## WORK INSTRUCTION
Take the line that contains "Mark a point on each instance of the window" as the start and the last line of the entries as the end, and print both and everything between them exactly, without the pictures.

══ MATERIAL FOR THIS EXERCISE

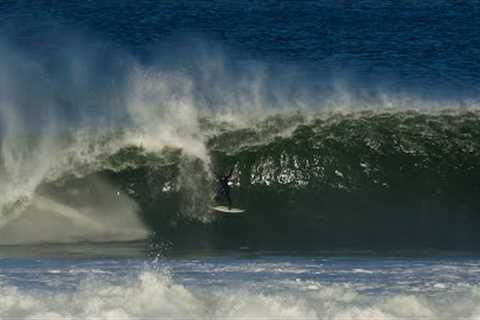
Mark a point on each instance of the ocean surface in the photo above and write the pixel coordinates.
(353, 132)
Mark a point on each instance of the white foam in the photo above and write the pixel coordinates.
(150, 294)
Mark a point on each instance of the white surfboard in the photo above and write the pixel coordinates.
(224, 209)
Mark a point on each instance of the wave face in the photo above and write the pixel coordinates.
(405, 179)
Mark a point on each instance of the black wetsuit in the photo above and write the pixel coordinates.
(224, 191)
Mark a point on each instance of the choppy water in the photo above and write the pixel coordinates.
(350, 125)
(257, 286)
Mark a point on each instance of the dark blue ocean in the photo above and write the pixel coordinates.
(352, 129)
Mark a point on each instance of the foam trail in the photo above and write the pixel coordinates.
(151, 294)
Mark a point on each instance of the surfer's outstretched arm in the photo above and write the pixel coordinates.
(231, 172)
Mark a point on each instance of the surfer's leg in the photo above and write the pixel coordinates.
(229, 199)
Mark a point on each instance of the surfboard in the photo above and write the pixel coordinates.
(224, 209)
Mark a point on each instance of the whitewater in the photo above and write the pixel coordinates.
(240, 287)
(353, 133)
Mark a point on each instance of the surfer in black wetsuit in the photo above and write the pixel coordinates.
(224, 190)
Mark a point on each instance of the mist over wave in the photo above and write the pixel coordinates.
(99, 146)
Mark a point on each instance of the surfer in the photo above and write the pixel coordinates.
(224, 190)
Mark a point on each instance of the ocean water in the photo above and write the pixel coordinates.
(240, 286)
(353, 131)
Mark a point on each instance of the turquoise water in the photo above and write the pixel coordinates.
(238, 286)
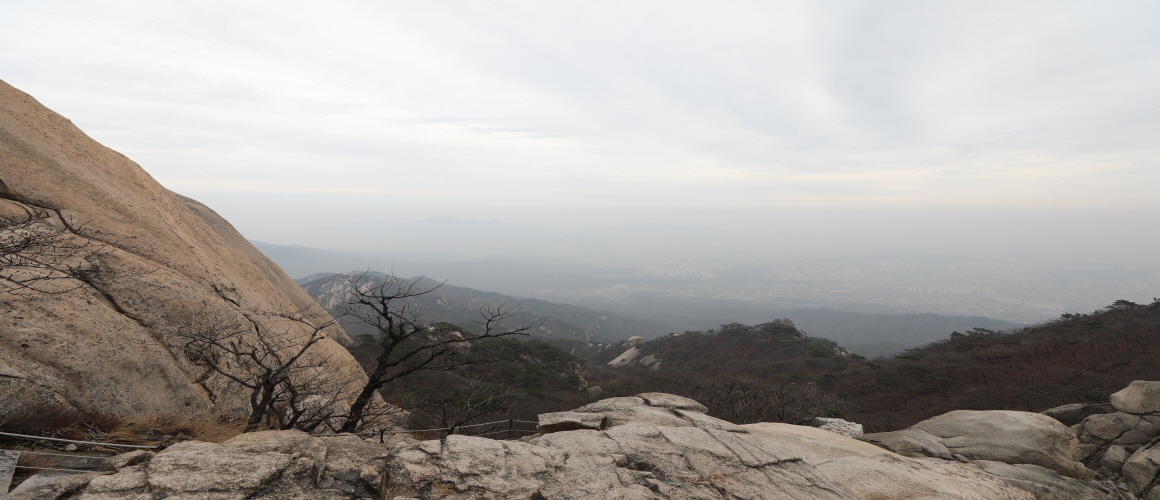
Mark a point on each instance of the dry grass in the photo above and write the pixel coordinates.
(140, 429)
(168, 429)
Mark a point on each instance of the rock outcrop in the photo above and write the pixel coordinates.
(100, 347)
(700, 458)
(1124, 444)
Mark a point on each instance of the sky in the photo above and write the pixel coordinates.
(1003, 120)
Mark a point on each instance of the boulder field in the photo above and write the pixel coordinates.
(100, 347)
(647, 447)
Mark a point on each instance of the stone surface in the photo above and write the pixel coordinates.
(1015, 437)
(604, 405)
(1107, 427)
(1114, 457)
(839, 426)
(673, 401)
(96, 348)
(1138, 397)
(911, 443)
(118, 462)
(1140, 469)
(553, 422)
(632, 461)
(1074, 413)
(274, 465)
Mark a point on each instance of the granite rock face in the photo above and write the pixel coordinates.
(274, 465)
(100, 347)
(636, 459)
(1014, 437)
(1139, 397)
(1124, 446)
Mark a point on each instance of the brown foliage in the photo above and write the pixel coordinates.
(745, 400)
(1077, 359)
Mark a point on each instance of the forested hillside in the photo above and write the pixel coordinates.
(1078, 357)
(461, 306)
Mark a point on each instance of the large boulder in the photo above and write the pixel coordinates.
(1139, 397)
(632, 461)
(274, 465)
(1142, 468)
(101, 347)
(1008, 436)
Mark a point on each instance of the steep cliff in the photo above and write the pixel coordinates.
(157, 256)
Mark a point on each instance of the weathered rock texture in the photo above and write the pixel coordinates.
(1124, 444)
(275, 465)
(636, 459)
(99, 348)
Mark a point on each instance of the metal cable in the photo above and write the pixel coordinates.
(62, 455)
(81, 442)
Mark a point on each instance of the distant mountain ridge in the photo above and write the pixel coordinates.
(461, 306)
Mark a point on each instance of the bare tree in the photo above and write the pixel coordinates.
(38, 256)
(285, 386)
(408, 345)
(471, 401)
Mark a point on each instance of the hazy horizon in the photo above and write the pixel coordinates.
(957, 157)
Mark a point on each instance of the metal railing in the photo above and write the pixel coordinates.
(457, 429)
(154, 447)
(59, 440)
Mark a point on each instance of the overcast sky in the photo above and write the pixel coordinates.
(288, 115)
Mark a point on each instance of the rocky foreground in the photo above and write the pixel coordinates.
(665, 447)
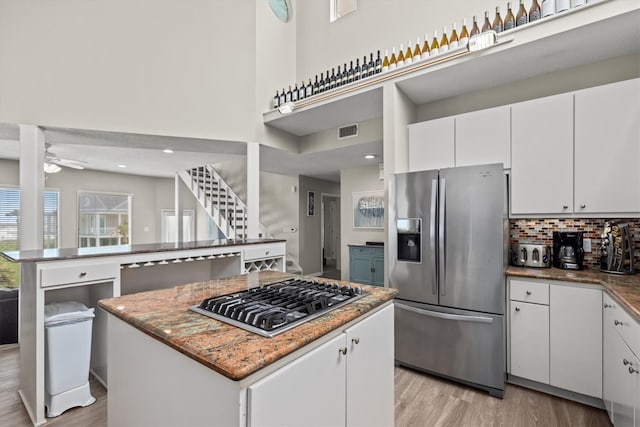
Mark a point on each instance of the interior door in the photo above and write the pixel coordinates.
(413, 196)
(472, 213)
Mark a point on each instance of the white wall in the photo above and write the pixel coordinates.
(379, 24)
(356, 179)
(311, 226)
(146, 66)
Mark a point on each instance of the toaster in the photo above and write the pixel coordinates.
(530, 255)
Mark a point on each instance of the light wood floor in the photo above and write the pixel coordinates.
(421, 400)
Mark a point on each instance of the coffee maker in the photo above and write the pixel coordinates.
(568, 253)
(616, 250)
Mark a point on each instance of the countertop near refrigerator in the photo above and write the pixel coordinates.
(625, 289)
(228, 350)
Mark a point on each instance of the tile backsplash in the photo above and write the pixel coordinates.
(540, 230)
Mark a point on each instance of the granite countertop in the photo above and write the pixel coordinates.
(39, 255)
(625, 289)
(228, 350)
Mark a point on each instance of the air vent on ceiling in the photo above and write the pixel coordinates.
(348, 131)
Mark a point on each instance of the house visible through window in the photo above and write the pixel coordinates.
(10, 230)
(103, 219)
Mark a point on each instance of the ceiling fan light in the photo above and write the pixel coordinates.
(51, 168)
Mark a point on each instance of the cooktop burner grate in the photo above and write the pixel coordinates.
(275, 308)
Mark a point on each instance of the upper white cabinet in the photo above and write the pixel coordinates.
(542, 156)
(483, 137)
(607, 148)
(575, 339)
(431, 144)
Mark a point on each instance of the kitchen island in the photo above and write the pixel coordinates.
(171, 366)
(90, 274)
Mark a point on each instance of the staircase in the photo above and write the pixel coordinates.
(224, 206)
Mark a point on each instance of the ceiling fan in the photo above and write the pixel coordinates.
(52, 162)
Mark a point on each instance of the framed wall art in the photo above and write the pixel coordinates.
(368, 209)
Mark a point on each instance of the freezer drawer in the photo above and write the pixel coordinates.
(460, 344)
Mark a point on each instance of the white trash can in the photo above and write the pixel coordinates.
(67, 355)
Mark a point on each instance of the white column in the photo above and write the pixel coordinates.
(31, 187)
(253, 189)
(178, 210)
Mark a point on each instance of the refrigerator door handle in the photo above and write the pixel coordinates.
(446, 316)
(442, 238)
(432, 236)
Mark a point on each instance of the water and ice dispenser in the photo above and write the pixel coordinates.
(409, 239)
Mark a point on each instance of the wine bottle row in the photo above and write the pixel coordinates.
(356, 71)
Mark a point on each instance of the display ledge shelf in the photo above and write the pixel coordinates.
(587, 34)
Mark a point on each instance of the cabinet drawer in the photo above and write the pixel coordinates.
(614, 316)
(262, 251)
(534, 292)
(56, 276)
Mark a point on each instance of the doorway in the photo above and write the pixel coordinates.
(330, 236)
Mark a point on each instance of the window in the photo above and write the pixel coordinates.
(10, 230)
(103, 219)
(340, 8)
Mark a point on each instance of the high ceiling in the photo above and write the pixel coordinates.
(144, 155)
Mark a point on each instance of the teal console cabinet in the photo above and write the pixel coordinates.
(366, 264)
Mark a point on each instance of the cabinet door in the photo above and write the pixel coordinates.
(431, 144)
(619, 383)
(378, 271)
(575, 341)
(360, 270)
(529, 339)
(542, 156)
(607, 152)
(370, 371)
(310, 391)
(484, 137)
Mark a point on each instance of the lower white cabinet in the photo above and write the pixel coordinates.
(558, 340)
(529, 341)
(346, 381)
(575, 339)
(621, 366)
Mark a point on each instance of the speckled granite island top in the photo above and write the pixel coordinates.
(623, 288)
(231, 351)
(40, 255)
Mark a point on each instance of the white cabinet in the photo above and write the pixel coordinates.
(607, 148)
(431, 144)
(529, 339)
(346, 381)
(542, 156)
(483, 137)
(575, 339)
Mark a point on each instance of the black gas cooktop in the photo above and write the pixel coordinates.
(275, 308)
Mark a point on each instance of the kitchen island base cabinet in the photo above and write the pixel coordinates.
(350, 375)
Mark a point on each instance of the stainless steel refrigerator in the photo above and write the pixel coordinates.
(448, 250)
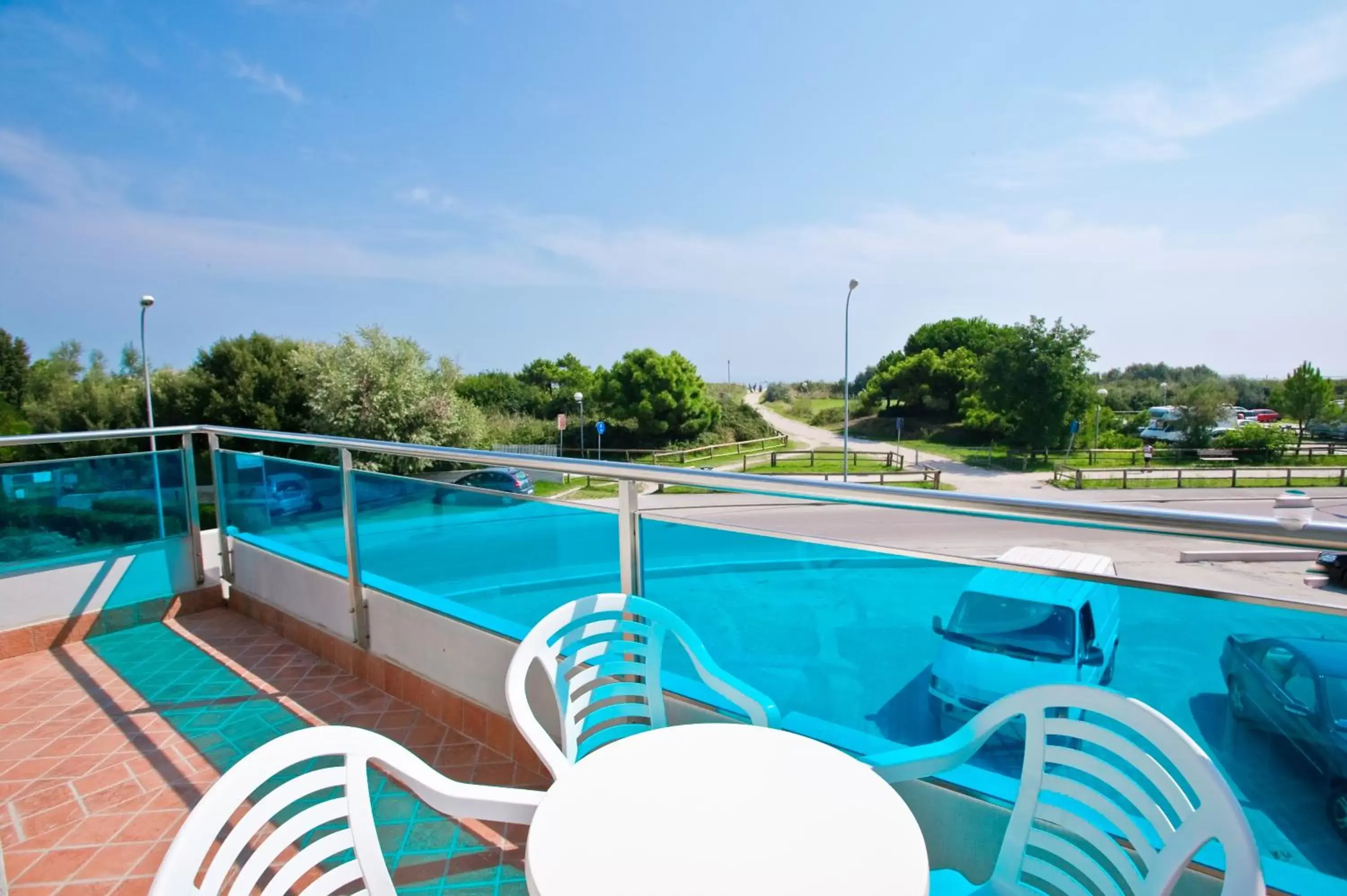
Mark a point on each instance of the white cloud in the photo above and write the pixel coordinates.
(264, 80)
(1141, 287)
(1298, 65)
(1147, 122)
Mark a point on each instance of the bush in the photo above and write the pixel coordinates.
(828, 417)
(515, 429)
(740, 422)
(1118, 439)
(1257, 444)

════

## WRITTEN RESPONSE
Mark a point on each instance of the window in the photo above and write the pixel coordinates.
(10, 230)
(103, 219)
(340, 8)
Mark a point on each instance of the high ceiling in the photo above and write the pixel coordinates.
(144, 155)
Mark a point on each instance of the teal console cabinet in the photo above and write the pixel coordinates.
(366, 264)
Mark a point on each instance of the cabinet door in the photo above and write the pixel coordinates.
(431, 144)
(619, 383)
(378, 271)
(575, 341)
(360, 270)
(529, 339)
(542, 156)
(607, 152)
(370, 371)
(310, 391)
(484, 137)
Mark a point on each instance of the lower white cabinet in the photo above and write the pixel coordinates.
(558, 340)
(529, 341)
(346, 381)
(575, 339)
(621, 366)
Mark a point on each instance of the speckled granite island top in the photo above and write the pixel coordinates.
(623, 288)
(231, 351)
(40, 255)
Mark a point on each instance of the white cabinet in the photo above and write the pixel coordinates.
(607, 148)
(431, 144)
(529, 339)
(346, 381)
(542, 156)
(483, 137)
(575, 339)
Mark a point on each instance of the black gas cooktop in the photo above and write the pixel coordinates.
(275, 308)
Mark a point on each instance of the kitchen island base cabinet in the photo above and write the pixel coordinates.
(350, 375)
Mark a point on each instance of the stainless steel refrigerator in the photo above and write the pixel coordinates.
(448, 250)
Mark a point on each instance of the white cloud in the photo above and write the pixel coordinates.
(264, 80)
(1141, 287)
(1298, 65)
(1147, 122)
Mark a point on each instance of the bush in the photo above and write the pixel coordinates.
(828, 417)
(515, 429)
(740, 422)
(1118, 439)
(1257, 444)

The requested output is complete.